[START]

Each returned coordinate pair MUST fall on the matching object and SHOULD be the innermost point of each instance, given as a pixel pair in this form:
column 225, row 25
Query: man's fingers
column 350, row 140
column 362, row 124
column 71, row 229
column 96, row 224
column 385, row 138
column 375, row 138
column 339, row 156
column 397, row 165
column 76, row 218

[END]

**What is required**
Write out all of the lines above with no changes.

**Exercise output**
Each returned coordinate pair MUST fall on the matching object and SHOULD be the innermost point of each instance, given as a pixel pair in this form:
column 225, row 25
Query: man's fingers
column 350, row 140
column 362, row 124
column 71, row 229
column 96, row 224
column 385, row 138
column 375, row 138
column 339, row 156
column 397, row 165
column 76, row 218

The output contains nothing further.